* Material provided:

= = = = =

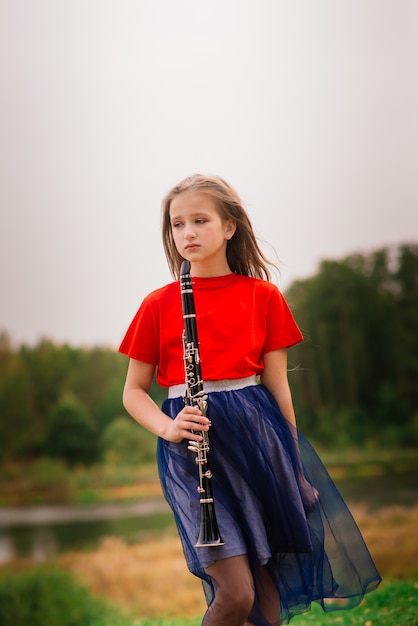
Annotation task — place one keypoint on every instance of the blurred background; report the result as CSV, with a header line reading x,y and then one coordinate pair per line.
x,y
309,111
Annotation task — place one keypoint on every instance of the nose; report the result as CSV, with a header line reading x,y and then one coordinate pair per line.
x,y
189,232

= = = = =

* What needs to be done: Render all the items above as a numbered list, one line per entry, with blank lines skipped and the pictures omitted.

* Result of the task:
1. Annotation task — place one keypoint on every instance of the blurred background; report the result as CSV, with a header line reading x,y and then one coordinate pair per line.
2. x,y
3. 309,111
4. Annotation task — place one keypoint on every instance of the nose; report the result as CSV, with a header line reading x,y and then one coordinate pair per line.
5. x,y
6. 189,232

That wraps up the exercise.